→ **Written instruction**
Quote each record exactly, please, leaving none out.

→ **Extracted records**
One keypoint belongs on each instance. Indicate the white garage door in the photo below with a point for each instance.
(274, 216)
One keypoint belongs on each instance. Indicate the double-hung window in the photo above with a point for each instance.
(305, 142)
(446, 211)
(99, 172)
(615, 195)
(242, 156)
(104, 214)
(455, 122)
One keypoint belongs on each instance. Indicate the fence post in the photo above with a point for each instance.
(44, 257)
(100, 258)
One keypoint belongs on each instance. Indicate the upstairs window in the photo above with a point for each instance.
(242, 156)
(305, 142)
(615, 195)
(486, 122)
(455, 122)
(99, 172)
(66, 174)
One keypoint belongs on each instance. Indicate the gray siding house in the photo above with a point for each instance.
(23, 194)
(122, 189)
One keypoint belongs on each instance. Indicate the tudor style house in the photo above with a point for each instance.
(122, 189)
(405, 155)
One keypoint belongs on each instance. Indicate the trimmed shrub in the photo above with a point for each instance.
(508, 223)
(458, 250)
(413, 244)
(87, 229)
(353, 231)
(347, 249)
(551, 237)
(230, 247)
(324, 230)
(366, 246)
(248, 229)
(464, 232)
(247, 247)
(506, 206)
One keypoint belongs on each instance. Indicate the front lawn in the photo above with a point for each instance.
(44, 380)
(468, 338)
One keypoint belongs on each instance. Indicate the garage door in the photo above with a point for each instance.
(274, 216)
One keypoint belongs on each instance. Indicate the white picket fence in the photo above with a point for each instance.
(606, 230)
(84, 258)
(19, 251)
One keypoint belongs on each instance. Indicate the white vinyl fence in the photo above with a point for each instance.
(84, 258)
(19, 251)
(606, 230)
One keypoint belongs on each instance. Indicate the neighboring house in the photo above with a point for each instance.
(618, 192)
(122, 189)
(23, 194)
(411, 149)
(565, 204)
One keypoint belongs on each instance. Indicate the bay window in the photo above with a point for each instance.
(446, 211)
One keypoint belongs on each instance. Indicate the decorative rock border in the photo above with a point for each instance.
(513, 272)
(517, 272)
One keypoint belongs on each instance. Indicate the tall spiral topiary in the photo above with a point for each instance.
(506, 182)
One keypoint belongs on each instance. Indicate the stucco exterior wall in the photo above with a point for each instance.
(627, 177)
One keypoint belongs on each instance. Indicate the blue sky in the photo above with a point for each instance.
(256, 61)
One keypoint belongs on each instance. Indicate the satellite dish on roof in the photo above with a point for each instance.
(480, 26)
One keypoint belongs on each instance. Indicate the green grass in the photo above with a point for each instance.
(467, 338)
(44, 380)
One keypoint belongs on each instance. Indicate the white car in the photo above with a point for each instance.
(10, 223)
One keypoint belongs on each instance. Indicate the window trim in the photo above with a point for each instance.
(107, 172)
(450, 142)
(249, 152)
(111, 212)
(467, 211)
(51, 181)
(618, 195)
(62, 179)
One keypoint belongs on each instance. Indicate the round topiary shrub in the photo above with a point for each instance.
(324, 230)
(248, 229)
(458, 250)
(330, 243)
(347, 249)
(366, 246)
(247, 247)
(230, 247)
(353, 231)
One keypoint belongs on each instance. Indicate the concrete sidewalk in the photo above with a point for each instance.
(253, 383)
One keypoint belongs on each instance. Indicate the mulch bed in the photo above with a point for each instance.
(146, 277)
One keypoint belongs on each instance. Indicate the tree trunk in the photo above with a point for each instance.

→ **The answer**
One keypoint belongs on each instance. Indicate the white garage door in the photo below with a point for each instance.
(274, 216)
One keypoint belongs on each instance. Indicate the double-hung window in the photo above with a point for each instance.
(305, 142)
(446, 211)
(99, 172)
(615, 195)
(242, 156)
(104, 214)
(455, 122)
One keypoint belongs on each instance. Indicate the fence post in the photo above with a point for each instance.
(44, 257)
(100, 258)
One keypoint belongs on each instance. Indicate the upstairs window in the photo above with a point for each instance.
(242, 156)
(305, 142)
(615, 195)
(486, 122)
(455, 122)
(99, 172)
(66, 174)
One keypoint belongs on each instance. Indicate the gray siding house in the photo above with a point for each instance.
(23, 194)
(122, 189)
One keypoint belongs on each instance. Indicate the tudor style house in the photo above with a point for each instance.
(122, 189)
(405, 155)
One keypoint belongs on each instance. Indicate the trimmed shrub in the photo above with a point for each instance.
(508, 223)
(458, 250)
(413, 244)
(87, 229)
(353, 231)
(347, 249)
(551, 237)
(230, 247)
(324, 230)
(366, 246)
(248, 229)
(464, 232)
(247, 247)
(506, 206)
One keypoint belongs on each instance. Indicate the front lawn in the photo above with a point for each instance.
(44, 380)
(468, 338)
One keypoint belongs on each instance. Indicate the garage door in the photo above with a point for each instance.
(274, 216)
One keypoint belongs on each instance. Indicate the white picket fence in the photo above with a point for each instance.
(606, 230)
(84, 258)
(19, 251)
One keypoint belongs on each instance. Indicate the white vinyl fence in the photo above with a point for each instance.
(84, 258)
(19, 251)
(606, 230)
One keypoint belongs on each instance. Indicate the neighboring house in the photo above with a point for each instance.
(618, 192)
(122, 189)
(23, 194)
(411, 149)
(565, 204)
One keypoint belongs on each instance. Indicate the bay window in the photo above with a point for each instance.
(446, 211)
One keypoint belongs on each instance. Indicate the decorative rock border in the photo above with a point for each instance.
(513, 272)
(517, 272)
One keypoint belongs on each instance. Indicate the tall spiral topiary in the photo above with a point for each instance.
(506, 182)
One keypoint belongs on each instance. Indicate the stucco exterior wall in the photo above with a point for each instance.
(627, 177)
One keypoint belongs on each instance. Indicate the blue sky in the photo above with a point for each instance.
(256, 61)
One keypoint belongs on each instance. Indicate the satellite dish on roof in the photo above with a point for each instance.
(480, 26)
One keypoint belongs on each instance. Indicate the green grass in the photo above with a point for each instance.
(467, 338)
(44, 380)
One keypoint belongs on each instance. Indicate the white car in the photo above with a point for each instance.
(10, 223)
One keypoint belongs on each instance. Indicate the window trim in the photo above with a point for each instance.
(107, 172)
(450, 142)
(249, 152)
(111, 212)
(467, 211)
(51, 181)
(618, 195)
(62, 179)
One keypoint belongs on each instance. Indicate the round topiary shrub in the photo above with a point for each instance.
(324, 230)
(248, 229)
(458, 250)
(330, 243)
(347, 249)
(366, 246)
(247, 247)
(230, 247)
(353, 231)
One keypoint belongs on each instance. Indicate the concrete sidewalk in the photo above with a point for each instance.
(253, 383)
One keypoint belongs on each instance. Indicate the mulch bed in the photo above with a point for each instance.
(146, 277)
One keypoint belongs on each instance. Indicate the tree trunk in the photo above with a point for each instance.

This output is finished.